- [Exercise instructions]: Every line from the one with "Can you see the green vegetation?" through the end of the records below should be restated word for word, and nothing outside that span.
----
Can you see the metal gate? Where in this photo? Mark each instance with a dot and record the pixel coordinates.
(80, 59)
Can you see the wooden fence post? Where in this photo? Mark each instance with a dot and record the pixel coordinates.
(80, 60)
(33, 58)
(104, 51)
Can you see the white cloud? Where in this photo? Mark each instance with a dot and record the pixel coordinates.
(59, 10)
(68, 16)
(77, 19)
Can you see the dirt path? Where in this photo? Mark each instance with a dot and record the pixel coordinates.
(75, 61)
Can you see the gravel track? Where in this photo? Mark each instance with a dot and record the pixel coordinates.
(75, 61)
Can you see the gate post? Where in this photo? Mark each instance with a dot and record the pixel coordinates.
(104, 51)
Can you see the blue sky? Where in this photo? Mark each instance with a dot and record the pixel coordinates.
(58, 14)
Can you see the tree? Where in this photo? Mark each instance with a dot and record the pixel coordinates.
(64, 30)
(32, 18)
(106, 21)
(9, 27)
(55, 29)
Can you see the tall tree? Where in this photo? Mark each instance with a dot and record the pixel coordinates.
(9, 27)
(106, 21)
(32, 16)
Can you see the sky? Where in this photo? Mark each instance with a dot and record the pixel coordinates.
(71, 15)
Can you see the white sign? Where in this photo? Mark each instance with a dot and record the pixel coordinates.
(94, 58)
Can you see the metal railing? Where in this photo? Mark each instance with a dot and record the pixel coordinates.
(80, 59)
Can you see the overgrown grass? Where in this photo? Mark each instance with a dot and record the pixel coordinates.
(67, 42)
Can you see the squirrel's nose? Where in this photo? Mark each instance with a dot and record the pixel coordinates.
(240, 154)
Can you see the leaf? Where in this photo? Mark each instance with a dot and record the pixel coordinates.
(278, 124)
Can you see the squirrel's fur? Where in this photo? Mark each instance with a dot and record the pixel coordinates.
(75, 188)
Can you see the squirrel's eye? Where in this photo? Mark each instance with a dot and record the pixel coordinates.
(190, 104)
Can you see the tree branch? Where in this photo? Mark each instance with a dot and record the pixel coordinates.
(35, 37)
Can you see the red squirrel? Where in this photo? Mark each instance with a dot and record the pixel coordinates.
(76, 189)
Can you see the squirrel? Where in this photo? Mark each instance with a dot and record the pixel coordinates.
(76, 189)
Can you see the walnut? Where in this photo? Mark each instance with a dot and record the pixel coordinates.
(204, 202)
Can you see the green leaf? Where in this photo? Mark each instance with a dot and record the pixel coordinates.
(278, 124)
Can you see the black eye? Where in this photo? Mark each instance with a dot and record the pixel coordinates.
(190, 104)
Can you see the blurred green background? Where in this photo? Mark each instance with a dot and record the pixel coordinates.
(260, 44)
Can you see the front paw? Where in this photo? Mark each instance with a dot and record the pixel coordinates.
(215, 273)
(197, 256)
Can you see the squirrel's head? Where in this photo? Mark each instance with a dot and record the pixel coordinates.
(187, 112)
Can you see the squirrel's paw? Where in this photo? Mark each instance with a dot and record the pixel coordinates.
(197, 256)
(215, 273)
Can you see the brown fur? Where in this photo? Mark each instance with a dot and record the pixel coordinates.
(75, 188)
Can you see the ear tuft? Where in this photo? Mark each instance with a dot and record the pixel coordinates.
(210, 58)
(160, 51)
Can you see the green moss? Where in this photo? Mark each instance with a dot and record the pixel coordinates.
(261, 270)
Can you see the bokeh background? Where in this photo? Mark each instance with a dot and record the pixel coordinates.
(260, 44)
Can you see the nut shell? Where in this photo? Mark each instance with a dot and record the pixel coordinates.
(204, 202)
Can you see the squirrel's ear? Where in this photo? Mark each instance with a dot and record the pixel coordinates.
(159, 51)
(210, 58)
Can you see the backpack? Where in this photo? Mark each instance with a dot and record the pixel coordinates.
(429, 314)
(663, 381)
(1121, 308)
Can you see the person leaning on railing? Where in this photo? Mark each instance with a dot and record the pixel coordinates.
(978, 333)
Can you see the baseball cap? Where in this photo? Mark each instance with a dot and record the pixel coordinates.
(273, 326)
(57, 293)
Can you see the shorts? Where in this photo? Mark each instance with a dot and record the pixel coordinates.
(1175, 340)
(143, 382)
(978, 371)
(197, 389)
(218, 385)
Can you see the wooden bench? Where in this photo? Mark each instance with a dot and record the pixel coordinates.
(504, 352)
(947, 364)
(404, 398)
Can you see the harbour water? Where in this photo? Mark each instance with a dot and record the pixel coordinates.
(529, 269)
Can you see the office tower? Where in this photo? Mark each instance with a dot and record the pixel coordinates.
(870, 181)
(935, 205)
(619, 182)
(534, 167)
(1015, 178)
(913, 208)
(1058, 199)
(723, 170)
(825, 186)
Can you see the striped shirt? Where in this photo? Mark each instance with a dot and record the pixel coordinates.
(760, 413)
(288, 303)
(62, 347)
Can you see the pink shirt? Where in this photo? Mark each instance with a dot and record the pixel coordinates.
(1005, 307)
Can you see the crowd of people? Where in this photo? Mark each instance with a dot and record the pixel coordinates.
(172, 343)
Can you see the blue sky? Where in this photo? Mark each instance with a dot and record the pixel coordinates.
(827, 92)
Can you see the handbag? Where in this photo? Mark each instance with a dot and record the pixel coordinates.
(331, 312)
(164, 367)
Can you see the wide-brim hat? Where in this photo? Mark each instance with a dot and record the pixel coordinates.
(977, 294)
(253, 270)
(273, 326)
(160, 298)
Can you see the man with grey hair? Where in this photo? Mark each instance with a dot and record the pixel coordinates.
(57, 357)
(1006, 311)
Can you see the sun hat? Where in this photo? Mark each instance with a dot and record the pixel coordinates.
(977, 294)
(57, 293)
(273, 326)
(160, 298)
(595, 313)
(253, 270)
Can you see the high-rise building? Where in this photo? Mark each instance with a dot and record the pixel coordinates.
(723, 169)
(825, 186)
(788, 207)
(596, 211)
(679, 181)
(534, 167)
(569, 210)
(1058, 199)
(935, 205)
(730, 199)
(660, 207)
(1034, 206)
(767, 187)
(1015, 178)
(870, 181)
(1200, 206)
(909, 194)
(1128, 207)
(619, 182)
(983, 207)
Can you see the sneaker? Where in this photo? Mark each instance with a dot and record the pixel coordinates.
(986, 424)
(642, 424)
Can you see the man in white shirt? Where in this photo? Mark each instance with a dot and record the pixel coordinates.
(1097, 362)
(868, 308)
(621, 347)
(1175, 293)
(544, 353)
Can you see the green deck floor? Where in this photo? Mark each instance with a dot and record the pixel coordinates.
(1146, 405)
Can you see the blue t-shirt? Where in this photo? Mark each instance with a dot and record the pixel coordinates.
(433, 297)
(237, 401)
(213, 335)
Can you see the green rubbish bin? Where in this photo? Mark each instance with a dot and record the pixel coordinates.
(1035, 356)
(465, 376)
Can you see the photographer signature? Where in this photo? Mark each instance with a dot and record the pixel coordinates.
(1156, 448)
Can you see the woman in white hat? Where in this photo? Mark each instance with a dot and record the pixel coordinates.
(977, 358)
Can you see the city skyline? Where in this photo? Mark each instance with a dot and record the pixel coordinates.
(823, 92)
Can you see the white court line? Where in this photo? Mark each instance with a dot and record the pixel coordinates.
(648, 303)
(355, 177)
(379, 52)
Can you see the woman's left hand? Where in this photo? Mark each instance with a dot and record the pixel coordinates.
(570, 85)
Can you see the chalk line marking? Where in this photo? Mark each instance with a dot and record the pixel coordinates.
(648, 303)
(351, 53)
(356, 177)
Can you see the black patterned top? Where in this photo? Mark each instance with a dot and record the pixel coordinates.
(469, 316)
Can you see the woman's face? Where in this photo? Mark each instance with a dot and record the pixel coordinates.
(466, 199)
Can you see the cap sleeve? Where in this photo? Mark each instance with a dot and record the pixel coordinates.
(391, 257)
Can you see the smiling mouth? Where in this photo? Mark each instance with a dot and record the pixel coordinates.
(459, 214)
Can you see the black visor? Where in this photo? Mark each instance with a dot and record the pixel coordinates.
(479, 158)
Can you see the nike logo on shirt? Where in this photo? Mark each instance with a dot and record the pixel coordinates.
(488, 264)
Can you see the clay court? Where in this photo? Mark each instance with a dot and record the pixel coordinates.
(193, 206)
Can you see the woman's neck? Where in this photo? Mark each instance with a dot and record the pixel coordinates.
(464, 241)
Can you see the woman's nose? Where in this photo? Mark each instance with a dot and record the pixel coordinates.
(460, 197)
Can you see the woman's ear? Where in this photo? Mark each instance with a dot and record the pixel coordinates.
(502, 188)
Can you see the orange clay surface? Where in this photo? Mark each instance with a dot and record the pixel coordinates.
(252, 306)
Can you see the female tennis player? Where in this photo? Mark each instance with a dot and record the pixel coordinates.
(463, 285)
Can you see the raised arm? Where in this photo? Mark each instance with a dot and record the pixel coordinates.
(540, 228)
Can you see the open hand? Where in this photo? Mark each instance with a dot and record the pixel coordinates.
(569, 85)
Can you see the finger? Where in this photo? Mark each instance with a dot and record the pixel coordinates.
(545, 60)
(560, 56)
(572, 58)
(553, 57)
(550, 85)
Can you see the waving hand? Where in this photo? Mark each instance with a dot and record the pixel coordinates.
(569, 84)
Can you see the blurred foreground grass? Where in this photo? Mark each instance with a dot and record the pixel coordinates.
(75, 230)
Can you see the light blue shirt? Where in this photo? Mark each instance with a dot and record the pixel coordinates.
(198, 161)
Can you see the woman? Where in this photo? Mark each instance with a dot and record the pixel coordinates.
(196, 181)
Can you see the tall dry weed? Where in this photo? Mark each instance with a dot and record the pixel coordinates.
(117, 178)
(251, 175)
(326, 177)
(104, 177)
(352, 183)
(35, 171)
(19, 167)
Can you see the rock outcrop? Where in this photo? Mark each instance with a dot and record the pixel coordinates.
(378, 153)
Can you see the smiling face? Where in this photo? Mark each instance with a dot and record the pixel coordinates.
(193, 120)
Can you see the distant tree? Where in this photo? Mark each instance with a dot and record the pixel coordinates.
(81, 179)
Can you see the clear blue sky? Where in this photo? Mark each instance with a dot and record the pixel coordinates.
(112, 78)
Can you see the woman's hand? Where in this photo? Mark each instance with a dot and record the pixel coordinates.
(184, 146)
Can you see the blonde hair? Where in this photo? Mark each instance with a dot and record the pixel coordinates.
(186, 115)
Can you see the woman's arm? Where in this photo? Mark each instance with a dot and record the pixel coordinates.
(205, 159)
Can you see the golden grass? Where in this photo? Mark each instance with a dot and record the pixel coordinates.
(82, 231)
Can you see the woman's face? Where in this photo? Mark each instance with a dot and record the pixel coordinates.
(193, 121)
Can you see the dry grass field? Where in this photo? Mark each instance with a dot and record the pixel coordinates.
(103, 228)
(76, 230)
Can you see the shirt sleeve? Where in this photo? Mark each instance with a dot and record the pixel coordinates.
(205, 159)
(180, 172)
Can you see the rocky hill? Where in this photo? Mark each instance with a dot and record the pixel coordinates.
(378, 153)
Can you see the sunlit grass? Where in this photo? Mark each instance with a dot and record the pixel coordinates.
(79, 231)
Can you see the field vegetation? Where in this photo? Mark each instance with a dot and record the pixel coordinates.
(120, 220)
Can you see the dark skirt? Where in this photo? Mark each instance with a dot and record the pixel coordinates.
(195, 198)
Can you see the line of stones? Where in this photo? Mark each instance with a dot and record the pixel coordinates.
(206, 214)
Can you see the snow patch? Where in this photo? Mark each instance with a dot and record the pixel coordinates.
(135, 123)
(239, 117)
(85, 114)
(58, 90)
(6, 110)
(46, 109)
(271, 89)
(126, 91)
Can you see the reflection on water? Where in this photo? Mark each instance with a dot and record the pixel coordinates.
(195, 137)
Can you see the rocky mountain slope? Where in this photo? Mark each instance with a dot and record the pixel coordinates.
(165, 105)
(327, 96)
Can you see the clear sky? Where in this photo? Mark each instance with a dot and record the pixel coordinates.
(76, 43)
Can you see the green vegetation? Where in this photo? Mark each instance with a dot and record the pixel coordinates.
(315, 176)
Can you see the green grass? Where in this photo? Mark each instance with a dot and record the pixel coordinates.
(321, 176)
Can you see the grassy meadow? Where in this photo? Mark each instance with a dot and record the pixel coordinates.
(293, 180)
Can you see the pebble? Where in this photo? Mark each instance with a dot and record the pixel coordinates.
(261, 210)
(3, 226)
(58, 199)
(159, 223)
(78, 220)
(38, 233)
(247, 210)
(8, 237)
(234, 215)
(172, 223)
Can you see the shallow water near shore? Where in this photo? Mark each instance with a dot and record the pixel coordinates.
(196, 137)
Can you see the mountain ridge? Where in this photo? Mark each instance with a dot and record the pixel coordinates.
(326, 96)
----
- [Output for this task]:
Can you see the green vegetation? Where in this photo? Mark each instance with a dot and record the pixel coordinates.
(315, 176)
Can you see the green grass? Where in this photo? Mark each instance with a dot and record the pixel coordinates.
(321, 176)
Can you see the grassy meadow? Where in this photo? Mark each instance with a dot and record the pixel coordinates.
(293, 180)
Can you see the pebble? Where in this photo? Mark each instance with a dot and record the pixel coordinates.
(261, 210)
(3, 226)
(58, 199)
(159, 223)
(78, 220)
(38, 233)
(247, 210)
(8, 237)
(234, 215)
(172, 223)
Can you see the shallow water near shore? Where in this photo? Mark each instance with a dot and record the pixel coordinates.
(196, 137)
Can you see the mountain ridge? Where in this photo? Mark each instance with a dot and record the pixel coordinates.
(326, 96)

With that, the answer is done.